> **Exercise requirements**
Only text is carried over. Reproduce the entries below exactly.

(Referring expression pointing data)
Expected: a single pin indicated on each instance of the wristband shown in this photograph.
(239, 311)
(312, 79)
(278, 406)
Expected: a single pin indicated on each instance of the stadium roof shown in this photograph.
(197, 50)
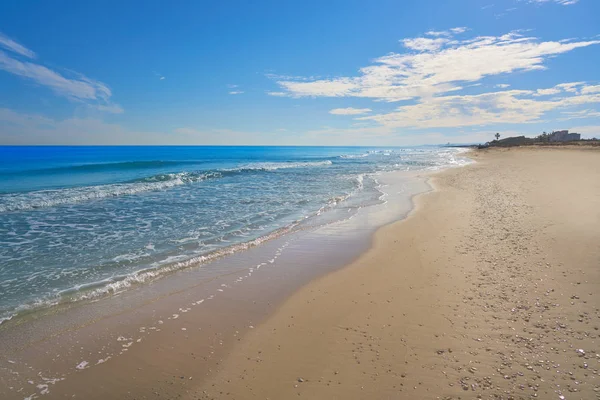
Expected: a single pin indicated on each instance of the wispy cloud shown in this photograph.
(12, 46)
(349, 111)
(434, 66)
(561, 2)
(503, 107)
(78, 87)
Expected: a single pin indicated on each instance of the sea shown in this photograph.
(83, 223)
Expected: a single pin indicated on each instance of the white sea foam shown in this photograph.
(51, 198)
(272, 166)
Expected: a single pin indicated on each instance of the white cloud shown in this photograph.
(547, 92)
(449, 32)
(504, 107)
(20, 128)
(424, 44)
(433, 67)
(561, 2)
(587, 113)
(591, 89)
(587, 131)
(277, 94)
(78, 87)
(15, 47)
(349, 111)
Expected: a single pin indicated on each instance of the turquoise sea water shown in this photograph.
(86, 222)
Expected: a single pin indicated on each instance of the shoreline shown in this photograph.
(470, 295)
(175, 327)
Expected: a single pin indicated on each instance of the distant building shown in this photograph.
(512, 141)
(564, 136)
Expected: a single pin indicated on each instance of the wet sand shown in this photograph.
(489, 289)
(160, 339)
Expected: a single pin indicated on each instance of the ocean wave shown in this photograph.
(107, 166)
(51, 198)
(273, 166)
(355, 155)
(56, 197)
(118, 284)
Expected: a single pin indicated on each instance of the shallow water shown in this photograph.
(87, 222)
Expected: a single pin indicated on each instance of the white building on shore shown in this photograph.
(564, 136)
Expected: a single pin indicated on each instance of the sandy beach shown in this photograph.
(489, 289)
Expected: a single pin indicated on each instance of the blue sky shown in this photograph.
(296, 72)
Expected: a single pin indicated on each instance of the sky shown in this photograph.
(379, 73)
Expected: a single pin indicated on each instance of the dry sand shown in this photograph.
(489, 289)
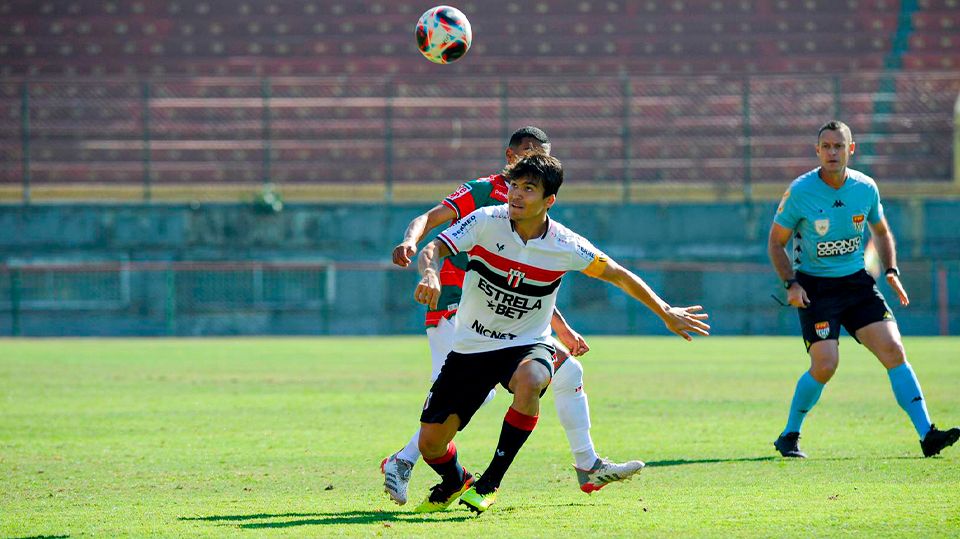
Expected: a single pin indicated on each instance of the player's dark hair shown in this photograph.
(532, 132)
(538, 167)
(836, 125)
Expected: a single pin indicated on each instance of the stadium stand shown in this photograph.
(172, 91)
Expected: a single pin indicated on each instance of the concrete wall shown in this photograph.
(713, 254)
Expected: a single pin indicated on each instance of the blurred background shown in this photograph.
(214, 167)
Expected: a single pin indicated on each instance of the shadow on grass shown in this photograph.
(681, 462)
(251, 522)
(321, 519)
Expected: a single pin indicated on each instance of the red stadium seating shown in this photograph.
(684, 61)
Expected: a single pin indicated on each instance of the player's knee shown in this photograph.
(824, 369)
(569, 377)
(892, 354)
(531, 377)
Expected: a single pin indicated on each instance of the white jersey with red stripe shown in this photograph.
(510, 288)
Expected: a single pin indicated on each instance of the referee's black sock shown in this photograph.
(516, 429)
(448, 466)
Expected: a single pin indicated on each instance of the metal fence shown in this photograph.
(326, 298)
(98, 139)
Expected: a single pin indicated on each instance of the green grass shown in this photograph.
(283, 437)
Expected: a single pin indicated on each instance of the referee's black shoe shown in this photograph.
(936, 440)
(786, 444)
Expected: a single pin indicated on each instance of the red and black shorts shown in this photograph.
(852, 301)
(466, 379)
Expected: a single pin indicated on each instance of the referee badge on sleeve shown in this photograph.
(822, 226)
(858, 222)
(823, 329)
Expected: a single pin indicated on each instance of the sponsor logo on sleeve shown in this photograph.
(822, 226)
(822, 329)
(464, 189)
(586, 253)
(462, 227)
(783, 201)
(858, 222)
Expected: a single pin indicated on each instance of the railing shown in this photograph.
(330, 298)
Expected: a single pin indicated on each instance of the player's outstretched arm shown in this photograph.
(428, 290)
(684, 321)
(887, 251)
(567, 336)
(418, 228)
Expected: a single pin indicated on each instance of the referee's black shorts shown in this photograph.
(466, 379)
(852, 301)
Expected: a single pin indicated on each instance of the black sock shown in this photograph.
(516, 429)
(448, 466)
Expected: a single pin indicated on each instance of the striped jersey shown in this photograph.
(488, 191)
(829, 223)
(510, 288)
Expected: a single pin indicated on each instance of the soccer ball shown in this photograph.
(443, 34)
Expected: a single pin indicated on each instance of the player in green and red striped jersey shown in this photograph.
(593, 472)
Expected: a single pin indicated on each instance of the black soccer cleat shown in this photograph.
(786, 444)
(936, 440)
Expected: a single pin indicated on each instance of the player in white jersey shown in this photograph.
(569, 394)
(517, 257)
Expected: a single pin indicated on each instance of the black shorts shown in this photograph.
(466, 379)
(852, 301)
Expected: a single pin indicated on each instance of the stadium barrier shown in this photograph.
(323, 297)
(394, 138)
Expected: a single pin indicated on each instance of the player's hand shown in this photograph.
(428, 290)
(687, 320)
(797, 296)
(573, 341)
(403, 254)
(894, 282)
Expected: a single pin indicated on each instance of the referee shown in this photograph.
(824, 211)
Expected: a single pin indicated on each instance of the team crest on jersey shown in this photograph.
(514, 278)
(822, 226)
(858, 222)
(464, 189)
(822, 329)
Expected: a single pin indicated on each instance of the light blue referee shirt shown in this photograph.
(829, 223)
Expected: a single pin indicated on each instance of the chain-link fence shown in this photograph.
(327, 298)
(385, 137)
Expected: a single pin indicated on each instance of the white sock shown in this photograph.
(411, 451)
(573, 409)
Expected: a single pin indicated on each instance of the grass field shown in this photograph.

> **Response below**
Expected: a single pin indicated on each instance of the wristband shown in this photograph.
(239, 311)
(312, 79)
(278, 406)
Expected: a single pin indicated on each instance of the stadium roof shown in this photograph.
(197, 50)
Expected: a single pin indicated on each instance of the wispy cloud shown in this photograph.
(12, 46)
(349, 111)
(434, 66)
(561, 2)
(503, 107)
(78, 87)
Expected: a single pin indicated on each instance of the sea shown in this photograph.
(83, 223)
Expected: a single pin indicated on each instance of the white sea foam shown in this photograph.
(51, 198)
(272, 166)
Expected: a single pin indicated on each instance of the white cloud shown in this photograph.
(547, 92)
(449, 32)
(504, 107)
(20, 128)
(424, 44)
(433, 67)
(561, 2)
(587, 113)
(591, 89)
(587, 131)
(277, 94)
(78, 87)
(15, 47)
(349, 111)
Expected: a single pin indicated on each instance of the turquoise sea water shown in this photograph.
(86, 222)
Expected: a single pin indicated on each instance of the shoreline shown in this photograph.
(470, 295)
(175, 327)
Expected: a single pin indicated on each instance of the distant building shown in this photograph.
(512, 141)
(564, 136)
Expected: a single pin indicated on each instance of the wet sand shown in this photograph.
(489, 289)
(160, 339)
Expected: a single pin indicated on each instance of the ocean wave shown in this photograph.
(107, 166)
(51, 198)
(273, 166)
(355, 155)
(56, 197)
(118, 284)
Expected: a single pin indicated on each instance of the shallow water shown in this photograph.
(87, 222)
Expected: a single pin indicated on each instance of the white building on shore shown in this photograph.
(564, 136)
Expected: a single pin indicated on each instance of the sandy beach shown in this photograph.
(489, 289)
Expected: a single pin indicated on each instance of the blue sky shown in this photograph.
(296, 72)
Expected: a single pin indicated on each instance of the sky shown in this photograph.
(379, 73)
Expected: a single pin indicated on each instance of the dry sand shown in this photograph.
(489, 289)
Expected: a single pin indicated on each instance of the player's dark hair shown in this photograph.
(532, 132)
(538, 167)
(836, 125)
Expected: a single pin indicated on each instance of the stadium stand shown in this photograph.
(172, 91)
Expected: a single pin indicated on each instance of the concrete wall shown in this photograph.
(713, 254)
Expected: a single pin indicated on each instance of the blurred background shown in this photograph.
(214, 167)
Expected: a single pin indicated on each instance of the shadow on grass shown in this photograph.
(681, 462)
(251, 522)
(321, 519)
Expected: a single pin indicated on each instance of the red stadium seating shown in this photograph.
(684, 61)
Expected: a single pin indicated on each instance of the player's knee shown in this photograph.
(824, 369)
(569, 377)
(892, 354)
(531, 377)
Expected: a single pin indicated on each instance of the white jersey with red stripe shown in this photograph.
(510, 288)
Expected: a single pin indicated on each instance of the referee's black sock shown in this photograph.
(516, 429)
(448, 466)
Expected: a single pin indicated on each instance of the metal fence shown in this photograph.
(326, 298)
(98, 139)
Expected: a single pin indicated on each instance of the green grass shown in this photograph.
(283, 437)
Expected: a single pin indicated on each instance of the referee's black shoe shown in this photograph.
(936, 440)
(786, 444)
Expected: a single pin indicated on each instance of the red and black shorts shown in this photograph.
(852, 301)
(466, 379)
Expected: a single pin indicated on each instance of the referee badge on sleeve shown in this photograph.
(822, 226)
(858, 222)
(823, 329)
Expected: a single pin indicated on each instance of the sponsor logo on sleeve shown in this photograph.
(822, 226)
(822, 329)
(464, 189)
(586, 253)
(462, 227)
(783, 201)
(858, 222)
Expected: a single pin indicated on each instance of the railing shown in this photograph.
(330, 298)
Expected: a single pin indicated on each instance of the player's outstretched arm shown in this photograph.
(428, 290)
(684, 321)
(887, 251)
(567, 336)
(418, 228)
Expected: a single pin indicated on each instance of the referee's black shorts shown in this photograph.
(466, 379)
(852, 301)
Expected: a single pin indicated on each instance of the black sock shown in this photograph.
(516, 429)
(448, 466)
Expected: a single pin indicated on each instance of the striped jersey shown in this photograph.
(488, 191)
(829, 223)
(510, 288)
Expected: a single pin indicated on each instance of the soccer ball shown in this photograph.
(443, 34)
Expected: a single pin indicated on each instance of the player in green and red striped jersey shown in this photograph.
(593, 472)
Expected: a single pin indicated on each instance of the black soccer cleat shown in this photograph.
(786, 444)
(936, 440)
Expected: a single pin indicated on each instance of the player in white jersey shown in this photograph.
(569, 394)
(517, 257)
Expected: a single pin indicated on each instance of the black shorts shown in this photograph.
(466, 379)
(852, 301)
Expected: a single pin indicated on each instance of the stadium barrier shown in this photograph.
(323, 297)
(394, 138)
Expected: a single pin indicated on each instance of the player's hand shown in this photograph.
(428, 290)
(687, 320)
(797, 296)
(573, 341)
(403, 254)
(894, 282)
Expected: a single pin indicated on each instance of the referee shown in this photograph.
(824, 211)
Expected: a single pin indicated on each instance of the team crest on jersey shown in this photograph.
(514, 278)
(822, 226)
(858, 222)
(464, 189)
(822, 329)
Expected: a single pin indicated on each instance of the light blue referee shirt shown in this photograph.
(829, 223)
Expected: a single pin indicated on each instance of the chain-link fence shown in this photograph.
(327, 298)
(385, 137)
Expected: a single pin indicated on each instance of the white sock shown in this photograph.
(411, 451)
(573, 409)
Expected: a single pin indicated on each instance of the grass field shown in this photograph.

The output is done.